#### [Opdracht]
Neem het onderstaande opiniestuk over lumpsumfinanciering in het basisonderwijs volledig en ongewijzigd over.

#### [Geëxtraheerde tekst]
>>>>
• blad nr 1
  • 7-1-2006
  • auteur . Overige 
  • Opinie

 

Hoe lumpsum erotiseert

Basisscholen vrezen de lumpsumfinanciering. En dus gaan ze fusies aan. Er komt meer bovenschools management, met mannen aan de top, voorspelt Ben van der Hilst, coördinator masteropleiding integraal leiderschap van het Centrum voor nascholing Amsterdam. Vrouwen willen wel carrière maken, maar altijd in de schaduw van een of meer oper-apen.

Bij de invoering van de lumpsumfinanciering worden dezelfde fatale vergissingen gemaakt als in het voortgezet onderwijs en het beroepsonderwijs en de volwasseneneducatie. Gedreven door angst zijn daar de meest afschuwelijke apenrotsen tot stand gekomen. Fusies werden gelegitimeerd door financiële overwegingen. Met als resultaat dat alle locaties in het voortgezet onderwijs nu minder geld hebben dan voorheen. Datzelfde gebeurt straks in het basisonderwijs. De collectieve leugen over financiële voordelen en risico’s is een mooie dekmantel om bovenschoolse constructies te bedenken waardoor vooral mannen wat verder de apenrots beklimmen. Er wordt niets geleerd van het verleden. Ook de vakbonden voeden de angst voor financiële risico’s en presenteren zo constructies met bovenschools management als onontkoombaar. Het wachten is op de rapportage in het Onderwijsblad over enkele jaren over de topsalarissen in het primair onderwijs.
Hoe komt het toch dat we de rare organogrammen accepteren die je nu in het onderwijs vindt? Organogrammen die vaak erg onproductief zijn, veel bureaucratie en ellende veroorzaken en veel geld wegnemen bij het primair proces. In mijn praktijk kom ik organogrammen tegen met zeven lagen. Een paar gelijkenissen met de apenrots zijn opvallend. Het bovenste deel van de apenrots wordt gedomineerd door mannen. Vrouwen willen wel carrière maken, maar altijd in de schaduw van een of meerdere opper-apen. Juist toen in het basisonderwijs veel vrouwen directeur waren, werd de bovenschoolse opper-aap in het leven geroepen: een man. Het percentage vrouwen in eindverantwoordelijke functies neemt nu af.
<<<<
#### [Aangeleverde gegevens]
>>>>
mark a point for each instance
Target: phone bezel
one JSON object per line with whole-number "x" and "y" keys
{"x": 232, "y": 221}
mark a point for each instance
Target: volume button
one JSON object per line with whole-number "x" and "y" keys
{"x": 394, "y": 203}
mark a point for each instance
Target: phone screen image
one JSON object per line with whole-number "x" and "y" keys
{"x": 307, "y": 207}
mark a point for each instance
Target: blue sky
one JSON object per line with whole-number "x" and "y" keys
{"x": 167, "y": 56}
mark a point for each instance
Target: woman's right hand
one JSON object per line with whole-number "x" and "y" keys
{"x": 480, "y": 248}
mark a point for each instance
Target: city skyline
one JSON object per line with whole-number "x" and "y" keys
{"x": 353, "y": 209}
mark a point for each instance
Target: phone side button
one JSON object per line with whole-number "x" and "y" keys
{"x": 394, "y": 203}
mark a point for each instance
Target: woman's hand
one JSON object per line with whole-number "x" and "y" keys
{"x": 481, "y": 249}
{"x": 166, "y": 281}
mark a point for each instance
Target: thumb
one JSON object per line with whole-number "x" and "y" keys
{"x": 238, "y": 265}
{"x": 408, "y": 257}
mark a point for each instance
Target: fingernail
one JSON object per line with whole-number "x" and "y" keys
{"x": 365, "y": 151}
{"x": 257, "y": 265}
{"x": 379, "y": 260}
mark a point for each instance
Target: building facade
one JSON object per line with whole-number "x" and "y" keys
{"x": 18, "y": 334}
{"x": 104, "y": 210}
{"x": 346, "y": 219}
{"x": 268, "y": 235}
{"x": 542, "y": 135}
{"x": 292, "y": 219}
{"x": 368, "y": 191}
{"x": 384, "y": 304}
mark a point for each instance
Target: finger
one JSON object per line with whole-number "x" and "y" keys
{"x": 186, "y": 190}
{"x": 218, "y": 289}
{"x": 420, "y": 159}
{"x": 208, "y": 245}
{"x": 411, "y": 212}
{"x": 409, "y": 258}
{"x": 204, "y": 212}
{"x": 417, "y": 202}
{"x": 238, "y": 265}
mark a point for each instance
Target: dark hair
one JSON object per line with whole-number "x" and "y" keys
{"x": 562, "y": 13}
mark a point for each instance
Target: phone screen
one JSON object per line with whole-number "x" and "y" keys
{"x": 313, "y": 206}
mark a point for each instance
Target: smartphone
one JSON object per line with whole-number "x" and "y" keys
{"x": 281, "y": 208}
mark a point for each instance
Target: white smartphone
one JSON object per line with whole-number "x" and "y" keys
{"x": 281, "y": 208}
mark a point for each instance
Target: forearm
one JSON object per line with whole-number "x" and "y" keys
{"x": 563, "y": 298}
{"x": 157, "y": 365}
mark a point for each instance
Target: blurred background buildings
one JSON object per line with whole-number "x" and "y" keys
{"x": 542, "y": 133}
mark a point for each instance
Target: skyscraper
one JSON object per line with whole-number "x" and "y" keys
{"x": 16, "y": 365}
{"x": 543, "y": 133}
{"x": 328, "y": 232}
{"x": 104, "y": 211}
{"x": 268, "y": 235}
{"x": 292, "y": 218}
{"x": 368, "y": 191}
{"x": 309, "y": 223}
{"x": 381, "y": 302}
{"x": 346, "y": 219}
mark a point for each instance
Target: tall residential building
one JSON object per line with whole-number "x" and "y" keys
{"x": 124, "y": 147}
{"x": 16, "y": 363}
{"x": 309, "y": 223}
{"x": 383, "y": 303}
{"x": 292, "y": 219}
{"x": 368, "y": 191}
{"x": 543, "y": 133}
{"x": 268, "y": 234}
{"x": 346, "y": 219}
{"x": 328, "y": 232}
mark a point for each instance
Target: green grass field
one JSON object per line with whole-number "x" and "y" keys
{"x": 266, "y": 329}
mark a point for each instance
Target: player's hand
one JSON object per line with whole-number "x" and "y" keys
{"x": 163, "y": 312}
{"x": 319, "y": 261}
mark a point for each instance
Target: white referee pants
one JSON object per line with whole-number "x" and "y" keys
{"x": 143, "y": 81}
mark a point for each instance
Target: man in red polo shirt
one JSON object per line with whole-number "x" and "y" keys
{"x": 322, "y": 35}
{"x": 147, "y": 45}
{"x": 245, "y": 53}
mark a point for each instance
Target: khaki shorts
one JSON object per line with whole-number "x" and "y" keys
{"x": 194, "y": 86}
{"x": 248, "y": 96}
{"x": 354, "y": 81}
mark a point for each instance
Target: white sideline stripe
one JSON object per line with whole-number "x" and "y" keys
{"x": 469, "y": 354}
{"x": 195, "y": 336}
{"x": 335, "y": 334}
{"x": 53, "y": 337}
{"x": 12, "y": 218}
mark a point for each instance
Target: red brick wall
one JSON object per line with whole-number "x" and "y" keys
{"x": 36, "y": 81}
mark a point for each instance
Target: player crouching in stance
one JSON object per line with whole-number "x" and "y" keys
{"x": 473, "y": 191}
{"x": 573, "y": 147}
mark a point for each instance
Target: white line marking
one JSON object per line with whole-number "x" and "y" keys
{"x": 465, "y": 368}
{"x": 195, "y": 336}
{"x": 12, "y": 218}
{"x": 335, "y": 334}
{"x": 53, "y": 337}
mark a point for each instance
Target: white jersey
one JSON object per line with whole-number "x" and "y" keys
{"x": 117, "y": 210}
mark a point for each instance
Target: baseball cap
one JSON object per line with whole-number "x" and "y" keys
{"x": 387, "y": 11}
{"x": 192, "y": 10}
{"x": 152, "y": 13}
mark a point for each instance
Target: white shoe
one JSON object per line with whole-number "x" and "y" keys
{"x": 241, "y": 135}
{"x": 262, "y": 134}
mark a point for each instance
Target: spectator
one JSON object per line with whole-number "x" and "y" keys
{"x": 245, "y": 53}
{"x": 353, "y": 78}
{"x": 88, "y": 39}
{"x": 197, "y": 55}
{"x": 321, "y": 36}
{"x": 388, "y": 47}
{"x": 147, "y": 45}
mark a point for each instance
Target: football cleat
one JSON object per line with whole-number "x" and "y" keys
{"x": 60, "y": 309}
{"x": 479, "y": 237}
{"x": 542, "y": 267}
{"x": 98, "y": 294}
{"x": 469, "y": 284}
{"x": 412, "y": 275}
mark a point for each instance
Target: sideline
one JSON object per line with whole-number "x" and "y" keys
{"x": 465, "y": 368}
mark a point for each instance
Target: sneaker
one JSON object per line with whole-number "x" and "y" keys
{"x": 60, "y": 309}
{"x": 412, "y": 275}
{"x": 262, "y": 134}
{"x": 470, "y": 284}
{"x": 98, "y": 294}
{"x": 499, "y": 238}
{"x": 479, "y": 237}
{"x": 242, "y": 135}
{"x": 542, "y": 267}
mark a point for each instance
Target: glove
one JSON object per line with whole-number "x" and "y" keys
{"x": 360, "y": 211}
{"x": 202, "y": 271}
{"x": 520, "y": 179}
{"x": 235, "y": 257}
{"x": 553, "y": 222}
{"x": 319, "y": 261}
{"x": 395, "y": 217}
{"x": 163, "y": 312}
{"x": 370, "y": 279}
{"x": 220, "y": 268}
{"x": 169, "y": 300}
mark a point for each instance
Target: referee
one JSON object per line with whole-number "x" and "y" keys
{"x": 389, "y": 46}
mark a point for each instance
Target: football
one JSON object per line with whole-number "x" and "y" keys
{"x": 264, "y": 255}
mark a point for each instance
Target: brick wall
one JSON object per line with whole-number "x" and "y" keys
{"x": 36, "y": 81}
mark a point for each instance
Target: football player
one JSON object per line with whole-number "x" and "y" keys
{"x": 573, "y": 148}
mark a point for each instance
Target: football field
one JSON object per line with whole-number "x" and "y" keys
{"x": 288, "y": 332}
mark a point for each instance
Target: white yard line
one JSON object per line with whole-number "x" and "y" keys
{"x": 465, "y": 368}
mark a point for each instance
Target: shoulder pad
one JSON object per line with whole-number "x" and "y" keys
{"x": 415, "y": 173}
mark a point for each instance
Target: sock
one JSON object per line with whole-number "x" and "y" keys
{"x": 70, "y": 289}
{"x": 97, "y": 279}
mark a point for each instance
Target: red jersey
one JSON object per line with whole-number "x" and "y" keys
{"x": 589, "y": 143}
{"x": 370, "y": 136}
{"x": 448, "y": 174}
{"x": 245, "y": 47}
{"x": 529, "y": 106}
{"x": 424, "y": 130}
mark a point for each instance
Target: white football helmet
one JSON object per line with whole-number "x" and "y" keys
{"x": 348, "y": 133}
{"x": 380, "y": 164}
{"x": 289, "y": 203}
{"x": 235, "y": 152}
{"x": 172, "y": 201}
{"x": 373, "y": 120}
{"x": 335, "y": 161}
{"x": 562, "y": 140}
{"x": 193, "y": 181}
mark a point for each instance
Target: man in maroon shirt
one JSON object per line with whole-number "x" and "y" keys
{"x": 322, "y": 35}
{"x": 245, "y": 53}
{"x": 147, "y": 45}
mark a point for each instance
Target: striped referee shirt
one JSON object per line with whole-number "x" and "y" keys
<<<<
#### [Uitgewerkt antwoord]
• blad nr 1
  • 7-1-2006
  • auteur . Overige 
  • Opinie

 

Hoe lumpsum erotiseert

Basisscholen vrezen de lumpsumfinanciering. En dus gaan ze fusies aan. Er komt meer bovenschools management, met mannen aan de top, voorspelt Ben van der Hilst, coördinator masteropleiding integraal leiderschap van het Centrum voor nascholing Amsterdam. Vrouwen willen wel carrière maken, maar altijd in de schaduw van een of meer oper-apen.

Bij de invoering van de lumpsumfinanciering worden dezelfde fatale vergissingen gemaakt als in het voortgezet onderwijs en het beroepsonderwijs en de volwasseneneducatie. Gedreven door angst zijn daar de meest afschuwelijke apenrotsen tot stand gekomen. Fusies werden gelegitimeerd door financiële overwegingen. Met als resultaat dat alle locaties in het voortgezet onderwijs nu minder geld hebben dan voorheen. Datzelfde gebeurt straks in het basisonderwijs. De collectieve leugen over financiële voordelen en risico’s is een mooie dekmantel om bovenschoolse constructies te bedenken waardoor vooral mannen wat verder de apenrots beklimmen. Er wordt niets geleerd van het verleden. Ook de vakbonden voeden de angst voor financiële risico’s en presenteren zo constructies met bovenschools management als onontkoombaar. Het wachten is op de rapportage in het Onderwijsblad over enkele jaren over de topsalarissen in het primair onderwijs.
Hoe komt het toch dat we de rare organogrammen accepteren die je nu in het onderwijs vindt? Organogrammen die vaak erg onproductief zijn, veel bureaucratie en ellende veroorzaken en veel geld wegnemen bij het primair proces. In mijn praktijk kom ik organogrammen tegen met zeven lagen. Een paar gelijkenissen met de apenrots zijn opvallend. Het bovenste deel van de apenrots wordt gedomineerd door mannen. Vrouwen willen wel carrière maken, maar altijd in de schaduw van een of meerdere opper-apen. Juist toen in het basisonderwijs veel vrouwen directeur waren, werd de bovenschoolse opper-aap in het leven geroepen: een man. Het percentage vrouwen in eindverantwoordelijke functies neemt nu af.